Instrucciones
En el texto sobre los interrogatorios, copia por separado cada oración de la cita con las instrucciones para redactar las confesiones.

Texto mostrado
··········
Entre las descripciones hechas en el documental, la más insólita es la de los interrogatorios. Estos tenían como propósito obtener de los prisioneros unas falsas e irrisorias acusaciones. Un guardia relata cómo hizo confesar a una joven analfabeta que trabajaba para la CIA. Cada preso además debía delatar a otras 40 personas. En el filme, un antiguo jemer rojo lee el texto de las instrucciones que se les daba para redactar las confesiones: “Hacerlos describir escenas de sus vidas de traición. La lectura revelará la historia secreta, edificante y perfectamente clara, las causas del espionaje que nos corroe por dentro, etapa por etapa, de acuerdo a nuestro plan. Es recomendable que la escriban ellos mismos con sus propias palabras”.

Asimismo existían Procedimientos para realizar interrogatorios: “Existen dos maneras. La presión política debe ser ejecutada constantemente. La tortura es un procedimiento complementario. De acuerdo a nuestras experiencias pasadas, los camaradas la han utilizado con demasiada facilidad, le otorgaron mayor peso que a la presión sicológica. Es una falta que debe mantenerse presente en el espíritu. El enemigo no confiesa para ayudarnos. La confesión bajo presión política se realiza al nivel más bajo. La tortura es inevitable. Si se necesita mucho o poco, es la interrogante”. Todo eso formaba parte de la racionalización del exterminio programado por un sistema paranoico que veía enemigos por todos lados.
··········
[Registros de un conjunto de datos]
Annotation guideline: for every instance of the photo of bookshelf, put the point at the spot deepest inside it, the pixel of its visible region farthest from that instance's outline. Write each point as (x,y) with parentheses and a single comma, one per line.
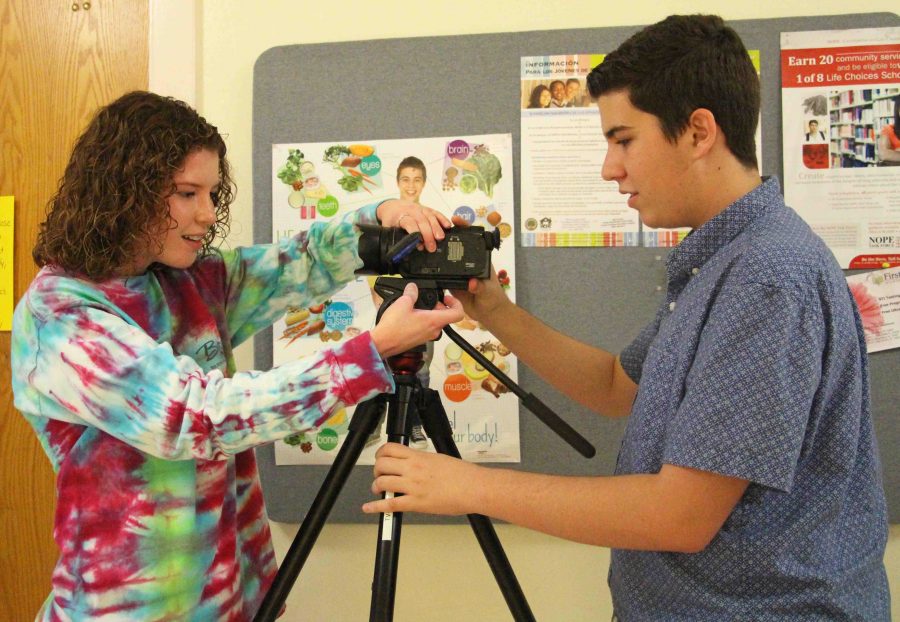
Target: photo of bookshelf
(856,117)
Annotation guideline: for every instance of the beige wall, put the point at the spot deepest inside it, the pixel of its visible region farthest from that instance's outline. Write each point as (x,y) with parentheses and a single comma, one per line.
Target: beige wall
(442,575)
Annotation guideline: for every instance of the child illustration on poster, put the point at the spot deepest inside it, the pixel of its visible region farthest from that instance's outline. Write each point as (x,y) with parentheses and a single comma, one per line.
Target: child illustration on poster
(469,177)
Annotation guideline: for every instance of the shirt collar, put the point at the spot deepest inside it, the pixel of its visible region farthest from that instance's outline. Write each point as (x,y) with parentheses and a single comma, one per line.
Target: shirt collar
(704,242)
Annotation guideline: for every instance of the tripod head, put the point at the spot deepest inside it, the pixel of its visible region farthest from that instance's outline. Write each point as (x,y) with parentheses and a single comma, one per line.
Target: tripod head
(431,291)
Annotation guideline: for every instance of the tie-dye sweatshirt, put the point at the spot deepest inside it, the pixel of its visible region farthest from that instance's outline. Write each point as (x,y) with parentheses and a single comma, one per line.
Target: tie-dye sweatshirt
(131,388)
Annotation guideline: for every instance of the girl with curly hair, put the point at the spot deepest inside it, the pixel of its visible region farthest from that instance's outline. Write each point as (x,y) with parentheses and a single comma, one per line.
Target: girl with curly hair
(122,359)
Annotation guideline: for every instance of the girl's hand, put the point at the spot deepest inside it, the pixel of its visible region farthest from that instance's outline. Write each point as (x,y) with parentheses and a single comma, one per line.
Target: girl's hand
(402,326)
(414,217)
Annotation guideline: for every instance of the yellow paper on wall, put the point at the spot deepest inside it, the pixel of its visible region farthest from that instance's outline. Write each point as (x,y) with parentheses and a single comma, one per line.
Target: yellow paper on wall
(6,262)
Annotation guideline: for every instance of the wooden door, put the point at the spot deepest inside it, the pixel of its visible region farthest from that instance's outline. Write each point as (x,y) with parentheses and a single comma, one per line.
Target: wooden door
(59,61)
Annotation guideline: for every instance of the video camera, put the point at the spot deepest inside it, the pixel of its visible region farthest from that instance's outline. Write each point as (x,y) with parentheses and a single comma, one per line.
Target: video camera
(464,253)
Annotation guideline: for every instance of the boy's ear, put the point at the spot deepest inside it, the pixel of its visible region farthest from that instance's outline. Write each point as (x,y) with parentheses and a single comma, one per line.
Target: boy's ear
(703,130)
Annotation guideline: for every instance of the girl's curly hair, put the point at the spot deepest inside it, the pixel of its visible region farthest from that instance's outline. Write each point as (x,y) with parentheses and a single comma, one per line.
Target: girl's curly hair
(111,199)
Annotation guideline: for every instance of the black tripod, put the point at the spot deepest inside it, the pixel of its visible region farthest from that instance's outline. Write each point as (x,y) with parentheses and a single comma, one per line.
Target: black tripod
(410,402)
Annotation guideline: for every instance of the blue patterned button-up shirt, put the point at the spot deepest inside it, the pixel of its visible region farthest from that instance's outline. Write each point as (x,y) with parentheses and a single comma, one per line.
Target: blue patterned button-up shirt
(755,367)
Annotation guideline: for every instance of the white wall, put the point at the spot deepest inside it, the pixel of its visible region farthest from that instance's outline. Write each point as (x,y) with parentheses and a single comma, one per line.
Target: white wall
(442,575)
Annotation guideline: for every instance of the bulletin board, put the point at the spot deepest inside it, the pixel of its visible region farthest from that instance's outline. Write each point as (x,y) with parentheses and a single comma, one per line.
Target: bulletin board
(470,84)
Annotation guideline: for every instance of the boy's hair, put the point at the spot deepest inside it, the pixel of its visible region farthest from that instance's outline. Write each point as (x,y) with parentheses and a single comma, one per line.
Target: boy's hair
(683,63)
(112,197)
(412,162)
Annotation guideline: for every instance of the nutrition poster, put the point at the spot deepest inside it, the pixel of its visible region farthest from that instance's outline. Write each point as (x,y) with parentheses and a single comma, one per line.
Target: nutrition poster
(465,176)
(565,202)
(840,92)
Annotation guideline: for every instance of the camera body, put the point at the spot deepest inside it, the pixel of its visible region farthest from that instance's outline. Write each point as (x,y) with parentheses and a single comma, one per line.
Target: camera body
(464,253)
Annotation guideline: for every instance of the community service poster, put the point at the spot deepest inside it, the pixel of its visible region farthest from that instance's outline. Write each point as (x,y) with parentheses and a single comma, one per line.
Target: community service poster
(840,91)
(565,201)
(465,176)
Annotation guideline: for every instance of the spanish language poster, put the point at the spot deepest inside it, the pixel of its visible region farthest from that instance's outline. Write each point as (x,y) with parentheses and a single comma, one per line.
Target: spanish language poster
(564,200)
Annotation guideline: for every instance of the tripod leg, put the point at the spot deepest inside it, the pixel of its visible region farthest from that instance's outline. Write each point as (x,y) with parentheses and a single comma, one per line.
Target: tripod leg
(434,418)
(365,419)
(384,583)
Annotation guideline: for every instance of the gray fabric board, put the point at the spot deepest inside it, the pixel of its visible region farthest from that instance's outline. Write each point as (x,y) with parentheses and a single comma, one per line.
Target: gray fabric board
(466,85)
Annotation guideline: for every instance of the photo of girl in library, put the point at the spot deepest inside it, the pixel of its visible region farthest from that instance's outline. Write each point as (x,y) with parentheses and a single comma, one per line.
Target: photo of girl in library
(889,139)
(815,142)
(862,122)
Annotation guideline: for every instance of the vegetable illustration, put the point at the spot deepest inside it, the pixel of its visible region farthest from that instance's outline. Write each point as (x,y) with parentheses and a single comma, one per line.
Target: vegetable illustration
(335,154)
(488,169)
(290,172)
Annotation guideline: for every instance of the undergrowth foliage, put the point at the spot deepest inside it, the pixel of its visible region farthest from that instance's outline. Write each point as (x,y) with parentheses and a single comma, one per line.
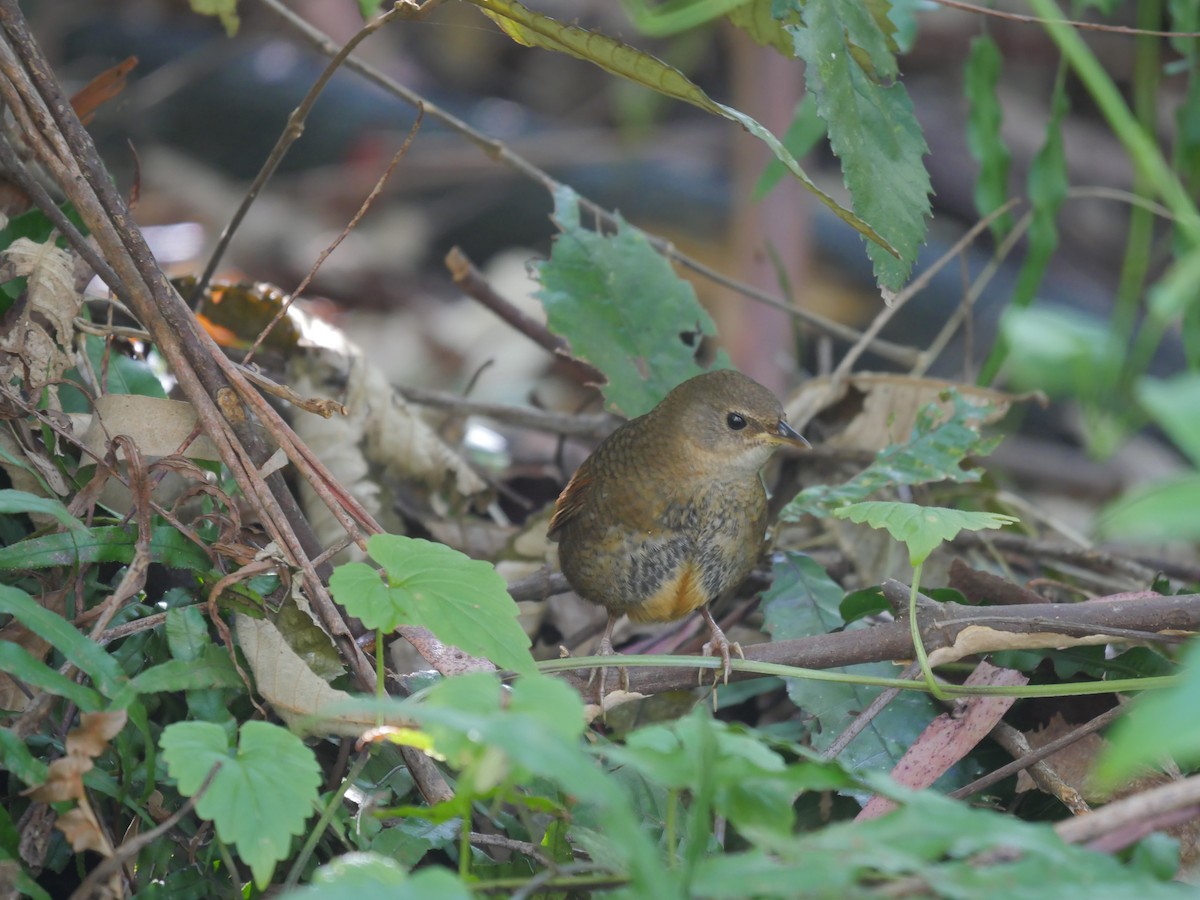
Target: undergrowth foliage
(153,748)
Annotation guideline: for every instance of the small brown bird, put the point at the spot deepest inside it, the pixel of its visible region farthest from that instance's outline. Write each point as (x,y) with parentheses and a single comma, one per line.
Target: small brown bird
(670,514)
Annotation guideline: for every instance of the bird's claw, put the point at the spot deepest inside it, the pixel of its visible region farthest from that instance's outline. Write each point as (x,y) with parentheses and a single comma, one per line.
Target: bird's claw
(723,646)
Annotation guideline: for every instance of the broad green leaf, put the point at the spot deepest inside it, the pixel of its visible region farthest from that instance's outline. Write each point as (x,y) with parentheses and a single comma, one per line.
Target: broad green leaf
(533,29)
(1047,187)
(1155,730)
(922,528)
(622,307)
(225,10)
(675,16)
(87,654)
(30,671)
(1161,511)
(804,600)
(852,71)
(1061,352)
(1175,407)
(803,135)
(983,129)
(261,797)
(461,600)
(103,544)
(935,451)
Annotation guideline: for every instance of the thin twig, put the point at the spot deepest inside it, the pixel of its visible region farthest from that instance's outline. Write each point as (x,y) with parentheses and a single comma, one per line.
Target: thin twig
(1049,749)
(473,283)
(287,138)
(130,849)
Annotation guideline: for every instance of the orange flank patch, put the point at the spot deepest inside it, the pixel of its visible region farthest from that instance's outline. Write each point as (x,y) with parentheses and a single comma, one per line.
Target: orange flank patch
(675,599)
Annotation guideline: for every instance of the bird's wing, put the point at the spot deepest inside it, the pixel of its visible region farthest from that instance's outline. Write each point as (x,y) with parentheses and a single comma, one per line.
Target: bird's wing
(573,499)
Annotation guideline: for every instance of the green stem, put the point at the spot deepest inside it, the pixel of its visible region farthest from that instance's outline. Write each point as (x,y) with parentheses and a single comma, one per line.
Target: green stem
(917,643)
(1146,78)
(1144,153)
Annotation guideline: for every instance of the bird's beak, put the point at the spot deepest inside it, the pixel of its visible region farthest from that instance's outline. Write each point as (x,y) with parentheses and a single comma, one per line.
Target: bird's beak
(785,433)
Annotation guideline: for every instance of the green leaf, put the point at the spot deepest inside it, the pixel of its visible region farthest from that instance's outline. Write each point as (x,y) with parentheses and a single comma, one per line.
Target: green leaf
(804,600)
(851,70)
(922,528)
(1155,730)
(262,796)
(84,653)
(803,135)
(355,876)
(1164,510)
(24,667)
(533,29)
(621,307)
(935,453)
(1047,189)
(103,544)
(13,502)
(211,669)
(1175,406)
(225,10)
(984,139)
(1061,352)
(461,600)
(756,19)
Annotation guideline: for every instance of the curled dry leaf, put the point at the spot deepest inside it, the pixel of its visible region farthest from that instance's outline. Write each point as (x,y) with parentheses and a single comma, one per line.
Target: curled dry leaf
(381,437)
(35,347)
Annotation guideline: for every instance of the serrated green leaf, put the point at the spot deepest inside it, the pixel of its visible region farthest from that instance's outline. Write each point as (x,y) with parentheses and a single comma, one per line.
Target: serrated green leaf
(13,502)
(1175,406)
(922,528)
(1047,186)
(1153,729)
(87,654)
(935,453)
(537,30)
(103,544)
(851,71)
(803,133)
(262,796)
(983,129)
(804,600)
(461,600)
(622,307)
(23,666)
(1164,510)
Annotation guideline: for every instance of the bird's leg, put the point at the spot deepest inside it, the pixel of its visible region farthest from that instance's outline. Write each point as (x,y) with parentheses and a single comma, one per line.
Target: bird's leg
(720,643)
(605,649)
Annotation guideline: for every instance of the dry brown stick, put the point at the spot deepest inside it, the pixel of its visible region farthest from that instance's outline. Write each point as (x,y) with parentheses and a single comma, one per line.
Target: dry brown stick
(1131,810)
(1043,775)
(594,426)
(502,153)
(473,283)
(1025,761)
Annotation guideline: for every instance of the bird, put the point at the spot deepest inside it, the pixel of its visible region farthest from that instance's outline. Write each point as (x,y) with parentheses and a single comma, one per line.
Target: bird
(669,514)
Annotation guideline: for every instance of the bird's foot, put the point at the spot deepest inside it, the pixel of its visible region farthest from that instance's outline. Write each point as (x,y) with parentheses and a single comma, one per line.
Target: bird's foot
(720,643)
(600,673)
··········
Respuesta escrita
- Hacerlos describir escenas de sus vidas de traición.
- La lectura revelará la historia secreta, edificante y perfectamente clara, las causas del espionaje que nos corroe por dentro, etapa por etapa, de acuerdo a nuestro plan.
- Es recomendable que la escriban ellos mismos con sus propias palabras.